---- Study text
The Instruction in the true and full catholic Faith is indispensable in order to live rightly the Christian life. I would present first a synthesis of an important Encyclical on the instruction in the Faith. We are talking about the encyclical called “In Dominico agro”, which Pope Clement XIII wrote in the second half of the eighteenth century, in 1761. It was at a time when the so-called “Enlightenment” reached the peak of the diffusion of its incredulity, extreme rationalism and religious relativism. In fact, there was no enlightenment, but rather an obfuscation. The so-called “Enlightenment” was a product of the inspiration of the Satan, who is the anti-light per se. It was on the eve of the French Revolution. Since then started the triumphant march of the darkness of incredulity, of rationalism, of religious relativism and ultimately of religious ignorance.

In our times there is reigning an astonishing ignorance among the faithful, and even among priests and bishops regarding the full and integral Catholic Faith. The life of the Church is characterized by an enormous ambiguity and a lack of clarity regarding the doctrine of the Catholic Faith.

The Catechism of the Council of Trent, which is also called the Roman Catechism, was for all the Catholic generations of the past four centuries one of the clearest and surest tools for the instruction in the faith both in catechism classes and in preaching. We have to rediscover this proven catechetical treasure and use it with spiritual benefit.

We follow now some of the main affirmations of the Encyclical of Pope Clement XIII: The souls in the Church constitute the Lord’s field, for the tending of which God placed the bishops and the Pope as overseer. There is, indeed, nothing which demands as much vigilant care and unremitting labor in this Lord’s field than guarding the good seed of the Catholic teaching which the Apostles received from Jesus Christ and handed on.
--------
---- Provided data
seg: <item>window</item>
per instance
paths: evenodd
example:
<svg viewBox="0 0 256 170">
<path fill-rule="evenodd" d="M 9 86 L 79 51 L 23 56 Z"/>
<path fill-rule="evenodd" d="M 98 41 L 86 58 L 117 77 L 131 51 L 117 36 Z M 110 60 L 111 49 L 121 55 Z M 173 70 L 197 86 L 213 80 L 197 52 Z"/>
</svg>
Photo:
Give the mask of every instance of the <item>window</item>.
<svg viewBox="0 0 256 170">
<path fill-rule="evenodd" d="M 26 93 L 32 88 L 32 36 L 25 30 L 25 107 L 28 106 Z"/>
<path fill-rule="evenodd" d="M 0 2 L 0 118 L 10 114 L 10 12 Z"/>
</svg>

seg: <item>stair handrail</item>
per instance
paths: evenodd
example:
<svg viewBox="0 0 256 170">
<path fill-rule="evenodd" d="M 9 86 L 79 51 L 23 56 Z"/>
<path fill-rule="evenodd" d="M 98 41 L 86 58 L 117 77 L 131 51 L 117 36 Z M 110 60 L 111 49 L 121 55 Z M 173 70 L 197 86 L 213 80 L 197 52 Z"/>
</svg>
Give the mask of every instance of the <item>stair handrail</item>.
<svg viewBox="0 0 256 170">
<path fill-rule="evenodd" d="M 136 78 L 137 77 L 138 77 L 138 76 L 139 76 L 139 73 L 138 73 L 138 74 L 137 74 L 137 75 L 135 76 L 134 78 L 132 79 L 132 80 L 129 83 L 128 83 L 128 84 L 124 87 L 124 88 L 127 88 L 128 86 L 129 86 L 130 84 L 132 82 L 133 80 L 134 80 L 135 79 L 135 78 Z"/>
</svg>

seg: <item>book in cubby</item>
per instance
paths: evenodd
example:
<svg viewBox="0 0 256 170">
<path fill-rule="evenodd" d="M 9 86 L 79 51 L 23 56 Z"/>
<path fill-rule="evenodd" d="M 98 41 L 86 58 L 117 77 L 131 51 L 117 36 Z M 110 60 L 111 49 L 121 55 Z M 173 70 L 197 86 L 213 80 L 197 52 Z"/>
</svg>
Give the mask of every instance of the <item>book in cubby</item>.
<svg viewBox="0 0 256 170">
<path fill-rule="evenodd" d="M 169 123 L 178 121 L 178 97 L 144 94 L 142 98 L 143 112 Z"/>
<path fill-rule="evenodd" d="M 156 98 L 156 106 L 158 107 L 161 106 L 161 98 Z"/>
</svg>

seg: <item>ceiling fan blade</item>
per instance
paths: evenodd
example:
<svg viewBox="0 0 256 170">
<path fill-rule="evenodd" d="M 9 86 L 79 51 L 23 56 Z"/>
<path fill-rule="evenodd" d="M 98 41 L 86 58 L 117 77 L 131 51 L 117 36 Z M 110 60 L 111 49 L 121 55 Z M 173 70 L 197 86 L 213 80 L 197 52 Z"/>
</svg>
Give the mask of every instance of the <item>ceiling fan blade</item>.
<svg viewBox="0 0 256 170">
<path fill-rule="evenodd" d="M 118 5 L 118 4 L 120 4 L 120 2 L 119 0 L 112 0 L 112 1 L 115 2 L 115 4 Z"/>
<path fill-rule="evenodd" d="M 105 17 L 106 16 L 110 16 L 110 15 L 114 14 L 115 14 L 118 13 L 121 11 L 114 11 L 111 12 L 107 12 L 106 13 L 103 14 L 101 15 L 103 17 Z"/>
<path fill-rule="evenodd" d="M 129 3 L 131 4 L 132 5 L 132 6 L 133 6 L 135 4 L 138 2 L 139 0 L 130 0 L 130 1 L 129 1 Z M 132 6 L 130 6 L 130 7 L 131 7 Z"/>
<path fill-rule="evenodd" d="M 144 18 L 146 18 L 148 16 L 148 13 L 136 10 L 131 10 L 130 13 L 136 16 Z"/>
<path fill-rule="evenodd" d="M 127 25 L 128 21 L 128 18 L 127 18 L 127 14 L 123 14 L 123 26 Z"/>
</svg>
--------
Questions on the material:
(A) From the text on instruction in the Catholic Faith, extract the passage starting with "We follow now" and going on through "and handed on.".
(B) Write what comes next in the text on instruction in the Catholic Faith, following on from its final sentence.
The items have no connection to the text on instruction in the Catholic Faith.

Task-by-task outputs:
(A)
We follow now some of the main affirmations of the Encyclical of Pope Clement XIII: The souls in the Church constitute the Lord’s field, for the tending of which God placed the bishops and the Pope as overseer. There is, indeed, nothing which demands as much vigilant care and unremitting labor in this Lord’s field than guarding the good seed of the Catholic teaching which the Apostles received from Jesus Christ and handed on.

(B)
If in laziness bishops and even a pope neglected this care and labor, the devil, the enemy of the human race, will sow weeds while the workers sleep. Saint Paul strongly encourages all the shepherd of the Church to protect the faith that the saints handed on to us (cf. Judas 3), telling Timothy to preserve the sacred trust: “guard the good deposit entrusted to you.” (2 Tim. 1: 14), because dangerous times were coming (2 Tim. 3: 1). Saint Paul even says, that evil and deceitful men would exist in the Church of God (cf. 2 Tim. 3: 13).

Now I would affirm: How much these words of Saint Paul apply to our times, where insidious tempters who infiltrated even in high clerical ranks use their sacred office to try to infect the unwary minds of the faithful with errors which are hostile to evangelical truth.

It often happens that certain unworthy ideas come forth in the Church which, although they directly contradict each other, plot together to undermine the purity of the Catholic faith in some way. Errors in faith are ultimately caused by the deceit of the devil. When they have artfully colored their lies, they easily clothe themselves in the likeness of truth while very brief additions or changes corrupt the meaning of expressions, which the Church constantly used.

The faithful–especially those who are simple –should be kept away from dangerous and narrow paths upon which they can hardly set foot without faltering. The sheep should not be led to pasture through trackless places. Nor should peculiar and unsure ideas–even those of Catholic scholars–be proposed to them. Rather, only those ideas should be communicated to the faithful, which are definitely marked as Catholic truth by their universality, antiquity, and unanimity. It is written in the Book of Exodus (19: 12) that the crowd cannot go up to the mountain upon which the glory of the Lord came down, and if whoever crosses the boundaries to see will die. Therefore, the teachers of the people in catechism and preaching should establish boundaries around them so that no word strays beyond that which is necessary or useful for salvation. The faithful should obey the advice of the Apostle Paul not to know more than is necessary, but to know in moderation (cf. Rom. 12: 3).

Over two millennia almost all Roman Pontiffs devoted their efforts to cut short with the sword of anathema the poisonous buds of growing error. The popes did even more: they cut away certain developing ideas which either could prevent the Christian people unnecessarily from bearing a greater fruit of faith or could harm the minds of the faithful by their proximity to error. So the Council of Trent condemned those heresies which tried at that time to dim the light of the Church and which. A General or Ecumenical Council of the Church by its nature has to lead the Catholic truth into a clearer light as if the cloud of errors had been dispersed. Documents of an Ecumenical Council should therefore avoid at maximum ambiguity or unclearness in their affirmations.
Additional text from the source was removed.